## Exercise brief
Rewrite the records below with every "dot" swapped for "point" and nothing else changed, leaving out the pictures.

## Exercise data

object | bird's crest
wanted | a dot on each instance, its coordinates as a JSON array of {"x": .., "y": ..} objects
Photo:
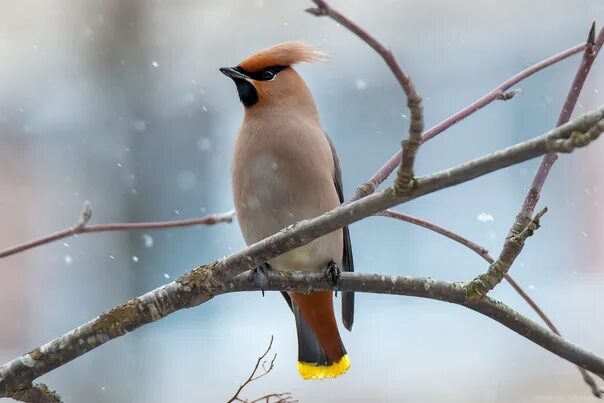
[{"x": 283, "y": 54}]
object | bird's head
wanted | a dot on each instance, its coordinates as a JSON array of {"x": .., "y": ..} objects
[{"x": 267, "y": 78}]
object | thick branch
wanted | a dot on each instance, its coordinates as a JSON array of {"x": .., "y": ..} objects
[
  {"x": 201, "y": 284},
  {"x": 479, "y": 250},
  {"x": 36, "y": 393},
  {"x": 82, "y": 227},
  {"x": 171, "y": 297}
]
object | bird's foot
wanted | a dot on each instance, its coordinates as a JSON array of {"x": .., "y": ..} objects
[
  {"x": 259, "y": 276},
  {"x": 332, "y": 274}
]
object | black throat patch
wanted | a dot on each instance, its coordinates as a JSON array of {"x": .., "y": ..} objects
[{"x": 247, "y": 93}]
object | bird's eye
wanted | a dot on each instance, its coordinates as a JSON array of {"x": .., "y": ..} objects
[{"x": 268, "y": 75}]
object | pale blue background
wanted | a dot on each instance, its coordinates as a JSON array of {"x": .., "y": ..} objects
[{"x": 121, "y": 103}]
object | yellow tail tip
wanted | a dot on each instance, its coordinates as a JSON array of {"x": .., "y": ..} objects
[{"x": 314, "y": 371}]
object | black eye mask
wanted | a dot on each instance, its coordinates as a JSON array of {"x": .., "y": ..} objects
[{"x": 266, "y": 74}]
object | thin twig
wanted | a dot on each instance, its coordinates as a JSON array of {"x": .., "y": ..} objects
[
  {"x": 497, "y": 93},
  {"x": 282, "y": 397},
  {"x": 82, "y": 227},
  {"x": 410, "y": 146},
  {"x": 592, "y": 49},
  {"x": 514, "y": 243}
]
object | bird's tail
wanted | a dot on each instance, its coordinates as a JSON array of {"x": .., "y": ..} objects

## Complete output
object | bird's crest
wanted | a point on each instance, its coordinates as a JSON array of {"x": .., "y": ..} objects
Photo:
[{"x": 283, "y": 54}]
object | bird's head
wanted | a point on each instance, its coordinates as a JSON array of {"x": .., "y": ..} objects
[{"x": 267, "y": 78}]
object | thick branch
wanted | a point on each instance, its coordinates as a JSON array of {"x": .., "y": ..} objects
[
  {"x": 201, "y": 284},
  {"x": 479, "y": 250},
  {"x": 36, "y": 393},
  {"x": 82, "y": 227},
  {"x": 171, "y": 297}
]
object | bird's foot
wanted | a point on each instance, its coordinates as a JSON array of {"x": .., "y": ..} objects
[
  {"x": 259, "y": 276},
  {"x": 332, "y": 274}
]
object | black throat patch
wanted | a point on each instance, its coordinates as a JSON array of {"x": .., "y": ..} objects
[{"x": 247, "y": 93}]
object | bird's eye
wanted | a point on each instance, its coordinates as a JSON array of {"x": .., "y": ..} objects
[{"x": 268, "y": 75}]
object | pale blue background
wanted | a point on each instance, its coordinates as a JSON array of {"x": .., "y": ..} objects
[{"x": 121, "y": 103}]
object | yellow tail tip
wanted | a point on each instance, its coordinates as a JSON array of {"x": .., "y": ..} objects
[{"x": 314, "y": 371}]
object | black eye mask
wanted | a point on each instance, its coordinates as a JSON array of {"x": .., "y": ..} objects
[{"x": 266, "y": 74}]
object | thin twig
wanted | a point on each instance, its coordinates as a JSON array of {"x": .., "y": ..} objects
[
  {"x": 497, "y": 93},
  {"x": 282, "y": 397},
  {"x": 82, "y": 227},
  {"x": 410, "y": 146},
  {"x": 592, "y": 49},
  {"x": 514, "y": 243}
]
object | bird's tail
wanted | a point on each instance, its coordinates as a JSON array of {"x": .., "y": ..} objects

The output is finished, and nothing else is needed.